:: WHAT YOU SHOULD DO ::
Please copy the listing from the line that has "613L983 646L984 470L706" through the line that has "positive clicks: (988, 519)", swapping "rough mask" for "coarse mask" and keeping everything else the same.

-------- STUDY MATERIAL --------

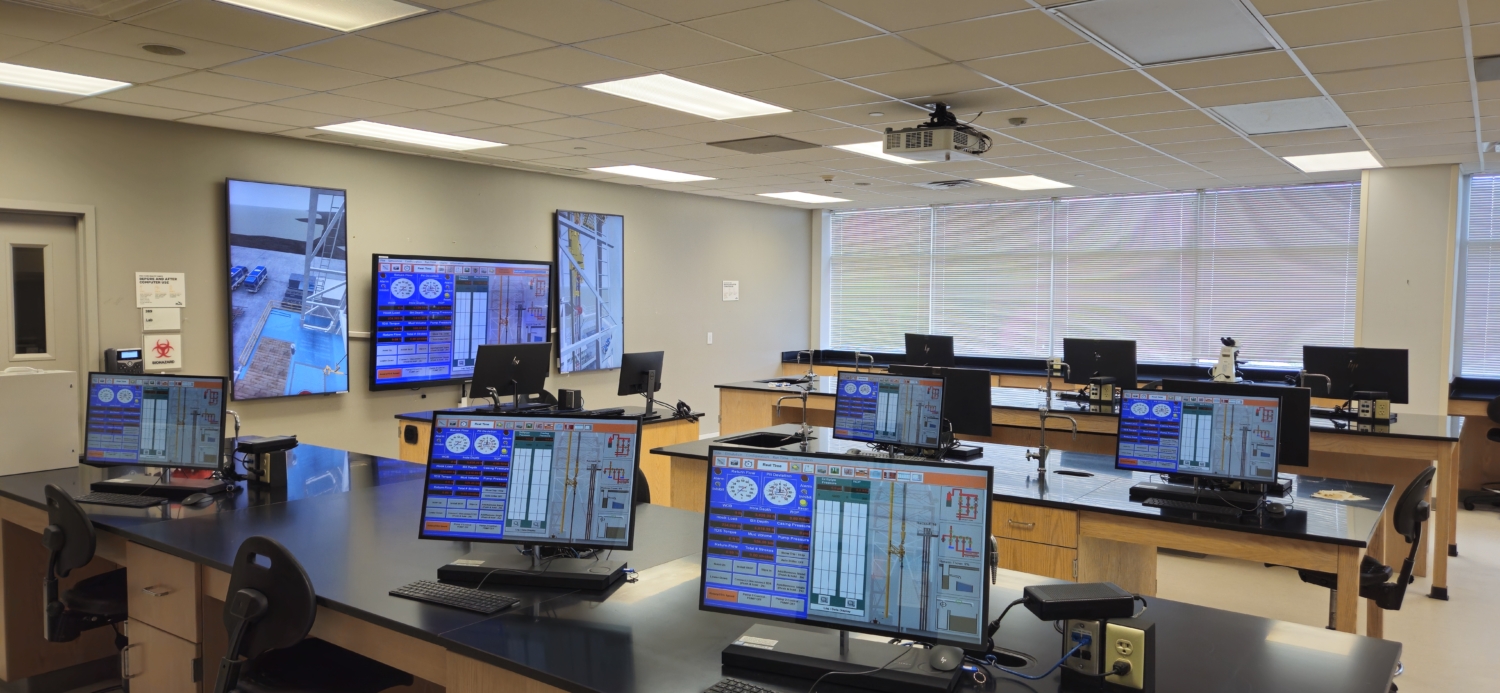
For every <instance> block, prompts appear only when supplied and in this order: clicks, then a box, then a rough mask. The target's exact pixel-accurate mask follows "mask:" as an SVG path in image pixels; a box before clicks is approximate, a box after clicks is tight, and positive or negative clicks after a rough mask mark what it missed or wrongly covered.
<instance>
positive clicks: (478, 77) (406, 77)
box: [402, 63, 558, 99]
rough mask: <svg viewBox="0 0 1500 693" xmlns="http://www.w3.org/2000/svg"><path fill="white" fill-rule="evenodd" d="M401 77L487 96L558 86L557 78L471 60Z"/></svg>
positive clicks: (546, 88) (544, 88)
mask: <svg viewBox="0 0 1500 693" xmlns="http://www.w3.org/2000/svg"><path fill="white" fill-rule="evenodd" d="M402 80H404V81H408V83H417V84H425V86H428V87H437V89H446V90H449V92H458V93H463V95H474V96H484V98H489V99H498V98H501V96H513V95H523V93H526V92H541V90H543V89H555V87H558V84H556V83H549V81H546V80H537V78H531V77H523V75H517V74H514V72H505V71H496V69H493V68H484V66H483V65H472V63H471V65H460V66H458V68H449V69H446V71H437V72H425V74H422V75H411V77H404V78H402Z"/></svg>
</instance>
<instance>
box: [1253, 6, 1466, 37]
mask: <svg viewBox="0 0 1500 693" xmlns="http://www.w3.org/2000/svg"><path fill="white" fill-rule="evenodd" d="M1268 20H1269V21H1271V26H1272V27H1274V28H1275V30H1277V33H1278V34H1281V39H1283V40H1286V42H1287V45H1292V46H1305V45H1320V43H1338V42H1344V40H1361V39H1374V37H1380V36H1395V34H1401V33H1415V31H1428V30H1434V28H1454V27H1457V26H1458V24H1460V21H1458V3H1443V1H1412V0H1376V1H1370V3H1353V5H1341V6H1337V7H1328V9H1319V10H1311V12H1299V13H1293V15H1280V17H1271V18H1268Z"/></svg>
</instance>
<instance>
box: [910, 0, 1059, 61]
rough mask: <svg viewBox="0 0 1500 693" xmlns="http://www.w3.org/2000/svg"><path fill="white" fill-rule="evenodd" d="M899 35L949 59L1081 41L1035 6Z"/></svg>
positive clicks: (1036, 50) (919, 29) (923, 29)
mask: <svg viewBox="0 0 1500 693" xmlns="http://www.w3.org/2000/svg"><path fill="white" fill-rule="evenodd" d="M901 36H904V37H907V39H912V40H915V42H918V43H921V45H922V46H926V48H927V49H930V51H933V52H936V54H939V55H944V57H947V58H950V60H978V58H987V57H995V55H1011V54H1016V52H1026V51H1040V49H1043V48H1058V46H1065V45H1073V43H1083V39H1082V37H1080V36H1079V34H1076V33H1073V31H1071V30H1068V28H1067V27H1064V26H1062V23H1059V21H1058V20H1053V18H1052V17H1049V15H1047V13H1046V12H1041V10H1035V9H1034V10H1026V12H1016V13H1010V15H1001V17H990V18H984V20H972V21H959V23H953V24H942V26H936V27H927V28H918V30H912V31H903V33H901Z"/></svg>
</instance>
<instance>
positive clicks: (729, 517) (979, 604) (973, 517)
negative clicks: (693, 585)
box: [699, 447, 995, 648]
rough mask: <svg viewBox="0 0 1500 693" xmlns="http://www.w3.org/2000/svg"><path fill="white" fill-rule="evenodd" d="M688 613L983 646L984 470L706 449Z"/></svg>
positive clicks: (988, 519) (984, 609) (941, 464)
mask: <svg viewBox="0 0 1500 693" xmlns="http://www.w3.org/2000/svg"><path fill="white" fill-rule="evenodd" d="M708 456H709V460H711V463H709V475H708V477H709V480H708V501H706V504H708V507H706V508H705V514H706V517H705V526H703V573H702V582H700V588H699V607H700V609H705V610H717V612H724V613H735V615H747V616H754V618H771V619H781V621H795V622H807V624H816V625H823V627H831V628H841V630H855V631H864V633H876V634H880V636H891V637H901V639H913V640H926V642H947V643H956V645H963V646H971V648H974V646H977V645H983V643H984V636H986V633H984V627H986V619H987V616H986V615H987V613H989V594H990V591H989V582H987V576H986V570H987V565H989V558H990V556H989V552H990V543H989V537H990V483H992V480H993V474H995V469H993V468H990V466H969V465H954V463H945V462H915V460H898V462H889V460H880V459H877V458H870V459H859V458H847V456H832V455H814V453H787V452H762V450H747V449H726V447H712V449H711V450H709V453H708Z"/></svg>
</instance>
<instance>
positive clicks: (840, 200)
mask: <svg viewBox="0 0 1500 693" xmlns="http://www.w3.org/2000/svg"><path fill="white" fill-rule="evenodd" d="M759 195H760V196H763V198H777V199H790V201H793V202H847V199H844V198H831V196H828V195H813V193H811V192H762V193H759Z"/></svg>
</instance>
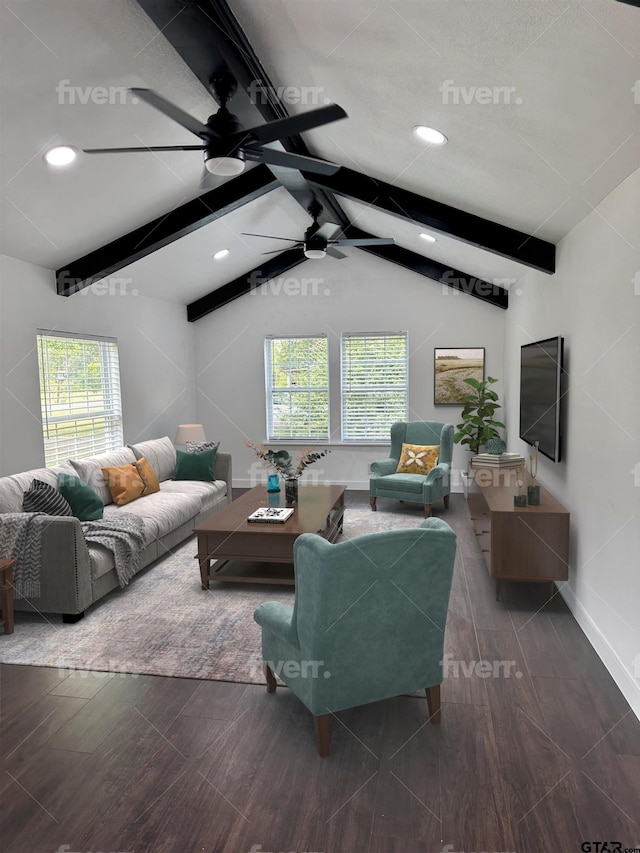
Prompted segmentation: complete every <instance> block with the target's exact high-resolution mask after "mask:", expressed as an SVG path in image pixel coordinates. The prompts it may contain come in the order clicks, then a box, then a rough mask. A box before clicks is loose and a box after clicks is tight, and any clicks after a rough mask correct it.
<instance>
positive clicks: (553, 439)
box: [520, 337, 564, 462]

--------

:: OUTPUT FOR THIS EXERCISE ::
coarse mask: <svg viewBox="0 0 1500 693" xmlns="http://www.w3.org/2000/svg"><path fill="white" fill-rule="evenodd" d="M688 613L983 646L984 470L706 449Z"/></svg>
positive clicks: (988, 519) (984, 609) (941, 464)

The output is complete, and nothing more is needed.